▶ _What the task requires_:
Pick out each line in the data below that contains the string "surgical", and copy those lines in full.
***
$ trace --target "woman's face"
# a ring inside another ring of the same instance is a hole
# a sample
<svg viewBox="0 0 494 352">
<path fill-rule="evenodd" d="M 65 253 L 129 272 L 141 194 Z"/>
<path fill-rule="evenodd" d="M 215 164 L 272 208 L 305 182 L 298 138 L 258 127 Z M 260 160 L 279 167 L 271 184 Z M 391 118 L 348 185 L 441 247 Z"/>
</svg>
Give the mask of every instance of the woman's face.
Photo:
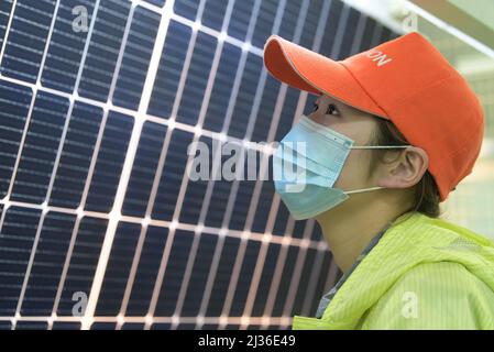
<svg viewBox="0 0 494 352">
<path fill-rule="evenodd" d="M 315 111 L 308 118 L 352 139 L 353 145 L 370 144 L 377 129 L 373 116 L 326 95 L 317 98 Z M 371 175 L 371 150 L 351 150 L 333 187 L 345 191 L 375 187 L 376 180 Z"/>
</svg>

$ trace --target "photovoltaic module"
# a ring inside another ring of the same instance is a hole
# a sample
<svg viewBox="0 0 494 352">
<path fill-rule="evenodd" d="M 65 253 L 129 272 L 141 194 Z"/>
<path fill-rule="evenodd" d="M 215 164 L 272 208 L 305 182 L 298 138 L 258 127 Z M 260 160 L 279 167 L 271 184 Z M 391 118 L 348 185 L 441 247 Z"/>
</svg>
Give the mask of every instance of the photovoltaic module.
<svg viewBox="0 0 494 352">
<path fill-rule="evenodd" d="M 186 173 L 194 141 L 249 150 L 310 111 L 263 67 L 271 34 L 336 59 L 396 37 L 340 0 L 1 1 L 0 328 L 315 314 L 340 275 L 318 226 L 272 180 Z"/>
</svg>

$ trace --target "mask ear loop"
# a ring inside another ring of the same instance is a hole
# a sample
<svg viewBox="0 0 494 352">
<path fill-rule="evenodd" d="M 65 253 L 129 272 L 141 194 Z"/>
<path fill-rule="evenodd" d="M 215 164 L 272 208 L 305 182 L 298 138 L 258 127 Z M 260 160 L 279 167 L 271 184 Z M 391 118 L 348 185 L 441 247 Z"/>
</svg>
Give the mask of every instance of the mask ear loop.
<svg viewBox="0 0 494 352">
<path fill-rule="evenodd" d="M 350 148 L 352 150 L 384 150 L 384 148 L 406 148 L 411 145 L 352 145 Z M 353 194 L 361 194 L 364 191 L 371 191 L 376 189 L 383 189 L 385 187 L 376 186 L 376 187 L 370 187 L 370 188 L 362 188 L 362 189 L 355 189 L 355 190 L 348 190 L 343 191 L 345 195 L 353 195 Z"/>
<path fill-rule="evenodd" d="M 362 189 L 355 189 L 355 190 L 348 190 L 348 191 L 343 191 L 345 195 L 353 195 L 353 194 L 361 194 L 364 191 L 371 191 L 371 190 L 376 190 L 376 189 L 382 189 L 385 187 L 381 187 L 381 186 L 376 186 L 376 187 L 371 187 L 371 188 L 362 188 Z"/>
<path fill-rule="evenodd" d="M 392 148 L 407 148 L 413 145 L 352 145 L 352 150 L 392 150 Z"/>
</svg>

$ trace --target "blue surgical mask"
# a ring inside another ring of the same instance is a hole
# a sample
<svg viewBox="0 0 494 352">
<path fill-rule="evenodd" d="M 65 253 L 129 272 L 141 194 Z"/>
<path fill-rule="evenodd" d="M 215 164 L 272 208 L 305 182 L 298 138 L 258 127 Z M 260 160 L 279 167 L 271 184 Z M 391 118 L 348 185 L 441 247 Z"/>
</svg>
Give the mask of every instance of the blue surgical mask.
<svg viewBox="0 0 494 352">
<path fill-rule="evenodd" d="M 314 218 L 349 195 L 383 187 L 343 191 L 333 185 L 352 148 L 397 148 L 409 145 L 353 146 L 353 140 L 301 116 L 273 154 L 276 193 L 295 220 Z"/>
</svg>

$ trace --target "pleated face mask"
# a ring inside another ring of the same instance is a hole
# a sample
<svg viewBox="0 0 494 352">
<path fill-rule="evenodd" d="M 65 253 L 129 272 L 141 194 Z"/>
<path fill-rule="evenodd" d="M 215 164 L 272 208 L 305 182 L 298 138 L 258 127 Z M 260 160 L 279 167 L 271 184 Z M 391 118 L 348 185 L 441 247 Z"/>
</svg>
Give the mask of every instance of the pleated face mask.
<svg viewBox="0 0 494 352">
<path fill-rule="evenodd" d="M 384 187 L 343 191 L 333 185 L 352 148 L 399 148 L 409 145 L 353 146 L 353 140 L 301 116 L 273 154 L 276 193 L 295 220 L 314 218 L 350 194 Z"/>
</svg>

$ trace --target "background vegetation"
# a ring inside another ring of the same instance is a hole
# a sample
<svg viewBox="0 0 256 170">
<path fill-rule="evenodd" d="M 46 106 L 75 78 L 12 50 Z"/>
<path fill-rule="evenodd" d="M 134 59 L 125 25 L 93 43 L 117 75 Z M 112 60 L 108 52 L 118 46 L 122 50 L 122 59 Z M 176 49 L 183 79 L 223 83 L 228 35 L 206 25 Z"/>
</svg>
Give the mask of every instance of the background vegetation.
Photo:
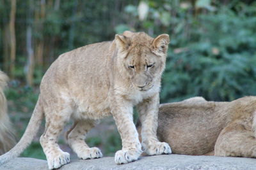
***
▶ _Response to the task_:
$ trace --target "blue surgical mask"
Give the mask of every instance of the blue surgical mask.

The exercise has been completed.